Extracted records:

____________________

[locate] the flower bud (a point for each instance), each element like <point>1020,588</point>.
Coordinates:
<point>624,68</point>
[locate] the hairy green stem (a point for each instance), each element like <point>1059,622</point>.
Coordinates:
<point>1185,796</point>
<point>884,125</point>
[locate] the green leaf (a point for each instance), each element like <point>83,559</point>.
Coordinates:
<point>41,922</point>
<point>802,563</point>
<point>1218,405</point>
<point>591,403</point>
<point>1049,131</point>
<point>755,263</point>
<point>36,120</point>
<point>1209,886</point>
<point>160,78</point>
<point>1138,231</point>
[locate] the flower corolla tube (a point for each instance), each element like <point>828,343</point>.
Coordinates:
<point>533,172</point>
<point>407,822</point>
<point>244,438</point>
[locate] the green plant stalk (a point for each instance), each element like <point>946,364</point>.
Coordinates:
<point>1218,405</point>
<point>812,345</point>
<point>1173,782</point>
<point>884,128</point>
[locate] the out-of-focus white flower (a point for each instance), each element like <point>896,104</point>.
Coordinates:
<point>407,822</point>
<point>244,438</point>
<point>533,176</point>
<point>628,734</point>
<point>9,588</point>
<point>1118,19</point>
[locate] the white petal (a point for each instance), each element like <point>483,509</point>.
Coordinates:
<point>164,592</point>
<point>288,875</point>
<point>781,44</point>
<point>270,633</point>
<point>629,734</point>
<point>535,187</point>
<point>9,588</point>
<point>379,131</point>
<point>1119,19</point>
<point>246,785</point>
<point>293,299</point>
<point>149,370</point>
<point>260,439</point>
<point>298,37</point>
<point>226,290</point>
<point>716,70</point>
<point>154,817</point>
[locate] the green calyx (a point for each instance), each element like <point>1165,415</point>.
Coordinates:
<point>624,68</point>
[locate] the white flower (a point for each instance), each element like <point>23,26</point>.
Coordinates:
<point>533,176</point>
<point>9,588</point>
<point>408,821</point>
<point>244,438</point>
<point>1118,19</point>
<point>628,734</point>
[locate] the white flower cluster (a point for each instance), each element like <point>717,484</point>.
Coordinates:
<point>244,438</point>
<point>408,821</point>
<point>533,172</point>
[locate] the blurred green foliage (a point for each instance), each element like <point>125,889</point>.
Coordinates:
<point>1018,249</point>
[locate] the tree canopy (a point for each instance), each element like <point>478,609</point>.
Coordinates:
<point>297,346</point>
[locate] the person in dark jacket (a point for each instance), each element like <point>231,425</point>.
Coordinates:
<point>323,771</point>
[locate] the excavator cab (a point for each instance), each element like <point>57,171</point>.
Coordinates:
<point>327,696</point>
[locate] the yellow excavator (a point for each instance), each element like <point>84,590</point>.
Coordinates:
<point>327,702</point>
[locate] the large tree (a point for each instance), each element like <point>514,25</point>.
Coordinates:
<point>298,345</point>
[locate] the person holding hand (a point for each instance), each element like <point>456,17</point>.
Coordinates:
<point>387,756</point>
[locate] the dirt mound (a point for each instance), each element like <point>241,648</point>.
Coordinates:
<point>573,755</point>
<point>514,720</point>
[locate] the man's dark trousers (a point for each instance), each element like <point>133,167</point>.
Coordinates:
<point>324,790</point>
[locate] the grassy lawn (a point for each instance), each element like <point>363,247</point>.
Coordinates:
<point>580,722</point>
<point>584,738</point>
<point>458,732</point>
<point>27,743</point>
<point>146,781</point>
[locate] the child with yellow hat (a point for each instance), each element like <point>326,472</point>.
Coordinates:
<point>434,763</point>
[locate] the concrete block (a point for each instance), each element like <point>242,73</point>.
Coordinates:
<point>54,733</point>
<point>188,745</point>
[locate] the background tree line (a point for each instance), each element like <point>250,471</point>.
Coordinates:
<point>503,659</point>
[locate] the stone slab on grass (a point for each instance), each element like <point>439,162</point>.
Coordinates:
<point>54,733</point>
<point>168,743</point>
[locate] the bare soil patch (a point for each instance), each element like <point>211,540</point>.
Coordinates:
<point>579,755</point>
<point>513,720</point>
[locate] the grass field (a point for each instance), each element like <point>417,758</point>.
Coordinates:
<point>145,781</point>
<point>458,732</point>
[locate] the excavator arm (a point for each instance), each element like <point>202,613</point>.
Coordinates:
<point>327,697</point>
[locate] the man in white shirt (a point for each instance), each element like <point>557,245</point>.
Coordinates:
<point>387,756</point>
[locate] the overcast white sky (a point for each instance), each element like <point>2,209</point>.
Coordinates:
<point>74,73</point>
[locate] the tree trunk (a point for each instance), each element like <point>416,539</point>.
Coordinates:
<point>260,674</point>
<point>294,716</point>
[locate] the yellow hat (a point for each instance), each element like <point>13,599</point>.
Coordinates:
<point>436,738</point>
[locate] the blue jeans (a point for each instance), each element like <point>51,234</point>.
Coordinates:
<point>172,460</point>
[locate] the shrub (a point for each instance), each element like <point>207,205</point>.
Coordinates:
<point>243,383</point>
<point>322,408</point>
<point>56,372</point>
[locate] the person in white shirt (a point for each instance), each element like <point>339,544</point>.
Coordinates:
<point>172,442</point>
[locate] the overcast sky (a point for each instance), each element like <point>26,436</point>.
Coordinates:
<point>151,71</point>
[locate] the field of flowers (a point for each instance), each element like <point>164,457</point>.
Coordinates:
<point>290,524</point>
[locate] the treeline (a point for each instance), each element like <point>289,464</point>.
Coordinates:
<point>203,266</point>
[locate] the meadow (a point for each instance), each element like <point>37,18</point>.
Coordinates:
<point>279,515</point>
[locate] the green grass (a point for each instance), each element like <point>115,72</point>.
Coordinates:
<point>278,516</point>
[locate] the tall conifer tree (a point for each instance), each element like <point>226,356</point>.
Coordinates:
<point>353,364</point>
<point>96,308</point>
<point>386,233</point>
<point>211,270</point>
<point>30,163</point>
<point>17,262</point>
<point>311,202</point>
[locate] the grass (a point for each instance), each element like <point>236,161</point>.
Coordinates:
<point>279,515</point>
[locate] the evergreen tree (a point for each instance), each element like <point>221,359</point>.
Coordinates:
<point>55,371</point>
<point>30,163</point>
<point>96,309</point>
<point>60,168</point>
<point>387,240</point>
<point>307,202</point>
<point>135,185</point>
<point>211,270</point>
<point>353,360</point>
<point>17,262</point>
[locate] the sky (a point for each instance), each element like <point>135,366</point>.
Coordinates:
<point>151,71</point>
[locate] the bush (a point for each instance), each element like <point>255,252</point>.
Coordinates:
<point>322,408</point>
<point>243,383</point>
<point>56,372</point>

____________________

EXERCISE GOAL: Rewrite the data above, renaming every "Coordinates" to "Locations" and leaving everything else unchanged.

SOLUTION TO THIS TASK:
[locate] the flower bud (a point for each instance), each element like <point>1020,588</point>.
Locations:
<point>624,68</point>
[locate] the hairy green stem (a point for each instance), each element like <point>1059,622</point>.
Locations:
<point>1185,796</point>
<point>884,125</point>
[locate] the green leaf (a point for each instance), each element like <point>83,559</point>.
Locations:
<point>41,922</point>
<point>802,563</point>
<point>1218,405</point>
<point>591,403</point>
<point>1049,131</point>
<point>755,263</point>
<point>36,120</point>
<point>1209,886</point>
<point>160,78</point>
<point>1138,231</point>
[locate] the flower corolla tube (a point for each instance), each element like <point>828,343</point>.
Locations:
<point>533,172</point>
<point>407,822</point>
<point>244,438</point>
[locate] the green plant stalk (a point for each instance), each element like <point>946,364</point>.
Locations:
<point>1218,405</point>
<point>812,345</point>
<point>1173,782</point>
<point>884,128</point>
[locate] the out-of-focus white flower (a point for each instance), each element like <point>896,104</point>.
Locations:
<point>407,822</point>
<point>244,438</point>
<point>533,176</point>
<point>628,734</point>
<point>9,588</point>
<point>1118,19</point>
[locate] the white petal (a point for each instance), each element like <point>483,509</point>.
Locations:
<point>164,592</point>
<point>288,875</point>
<point>781,44</point>
<point>270,633</point>
<point>629,734</point>
<point>535,187</point>
<point>9,588</point>
<point>379,131</point>
<point>1119,19</point>
<point>246,785</point>
<point>293,299</point>
<point>149,370</point>
<point>260,439</point>
<point>298,37</point>
<point>226,290</point>
<point>716,70</point>
<point>154,817</point>
[locate] the green calyx (a point for each instance), each element like <point>1165,415</point>.
Locations:
<point>624,68</point>
[locate] the white flower (a point for each instance), each element like <point>23,26</point>.
Locations:
<point>533,176</point>
<point>9,588</point>
<point>408,821</point>
<point>244,438</point>
<point>1118,19</point>
<point>628,734</point>
[locate] the white flower cluster (a point for each instance), each element like <point>717,484</point>.
Locations:
<point>244,438</point>
<point>408,821</point>
<point>533,172</point>
[locate] the blurred green foliage (a point for each instance), each element like <point>125,889</point>.
Locations:
<point>1018,249</point>
[locate] the tree canopy (a point for each instance), each element like <point>478,609</point>.
Locations:
<point>297,346</point>
[locate] the person in dark jacket (a point for each instance), each element like <point>231,425</point>.
Locations:
<point>323,771</point>
[locate] the excavator cab (a point for each instance), each element like <point>57,171</point>.
Locations:
<point>327,696</point>
[locate] the yellow excavator (a point for each instance), each element like <point>84,590</point>.
Locations:
<point>327,702</point>
[locate] the large tree (a point for each instance), each element like <point>514,25</point>.
Locations:
<point>298,345</point>
[locate] the person holding hand (a point for each instance), each element like <point>456,17</point>.
Locations:
<point>387,756</point>
[locate] the dirt mound (a point for each instance), each element like <point>241,648</point>.
Locations:
<point>573,755</point>
<point>514,720</point>
[locate] the man's dark trousers (a point for each instance), each element like <point>133,167</point>.
Locations:
<point>324,790</point>
[locate] the grassy lawn (a point for each instance), each element like <point>363,247</point>.
Locations:
<point>580,722</point>
<point>584,738</point>
<point>458,732</point>
<point>27,743</point>
<point>146,781</point>
[locate] the child with yellow hat (a point for each instance), each element like <point>326,472</point>.
Locations:
<point>434,763</point>
[locate] the concrete block (a point for each instance), each element like <point>242,73</point>.
Locations:
<point>54,733</point>
<point>188,745</point>
[locate] the background tree line (a point for each instance), each element like <point>250,471</point>.
Locations:
<point>503,659</point>
[locate] the stone slab on grass (a point for each instance), each element like <point>439,162</point>.
Locations:
<point>54,733</point>
<point>168,743</point>
[locate] the bare soil patch (a point for each instance), each element like <point>211,540</point>.
Locations:
<point>579,755</point>
<point>513,720</point>
[locate] the grass field (a point for each instance), each element like <point>417,758</point>.
Locations:
<point>145,781</point>
<point>458,732</point>
[locate] the excavator arm (a point for each instance), each element like <point>202,613</point>.
Locations:
<point>327,697</point>
[locate] the man in white shirt (a point for each instance), each element like <point>557,245</point>.
Locations:
<point>387,756</point>
[locate] the overcast white sky (a point for each instance), each element like <point>2,209</point>.
Locations:
<point>74,73</point>
[locate] the tree trunk (a point for each instance), each element like <point>416,539</point>.
Locations:
<point>260,674</point>
<point>294,716</point>
[locate] the yellow hat (a point for each instance), each element like <point>13,599</point>.
Locations:
<point>436,738</point>
[locate] the blue jeans (a point for each instance), each element like <point>51,234</point>.
Locations:
<point>172,460</point>
[locate] the shrub (a point for each instance), each element like <point>207,205</point>.
Locations:
<point>243,383</point>
<point>322,408</point>
<point>56,372</point>
[locate] the person in white shirt (a point for each instance), each element like <point>339,544</point>.
Locations:
<point>172,442</point>
[locate] the overcast sky (a point for each instance), each element like <point>26,436</point>.
Locations:
<point>151,71</point>
[locate] the field of flowers (a point for each instance), each element like <point>164,457</point>.
Locations:
<point>290,524</point>
[locate] the treeline (a point for each instance), each element like <point>289,464</point>.
Locations:
<point>203,266</point>
[locate] the meadow (a point for each instance), each element like <point>37,18</point>.
Locations:
<point>279,515</point>
[locate] the green grass (a point for each instance), each element like <point>115,72</point>.
Locations:
<point>278,516</point>
[locate] the tall conifer tree (a point for each instance), each element like <point>226,356</point>.
Locations:
<point>353,364</point>
<point>96,308</point>
<point>386,233</point>
<point>211,270</point>
<point>30,163</point>
<point>17,262</point>
<point>311,202</point>
[locate] the grass (a point for each instance), each element like <point>236,161</point>.
Locations:
<point>279,515</point>
[locate] the evergreen tree (a point for each instance), each element like <point>221,359</point>.
Locations:
<point>55,371</point>
<point>30,163</point>
<point>96,309</point>
<point>60,168</point>
<point>387,240</point>
<point>307,202</point>
<point>135,185</point>
<point>211,270</point>
<point>353,360</point>
<point>17,262</point>
[locate] the sky (a point for each instance), each element like <point>135,366</point>.
Locations:
<point>151,71</point>
[locate] the bush (a point for each instance), each element like <point>255,252</point>.
Locations:
<point>322,408</point>
<point>243,383</point>
<point>56,372</point>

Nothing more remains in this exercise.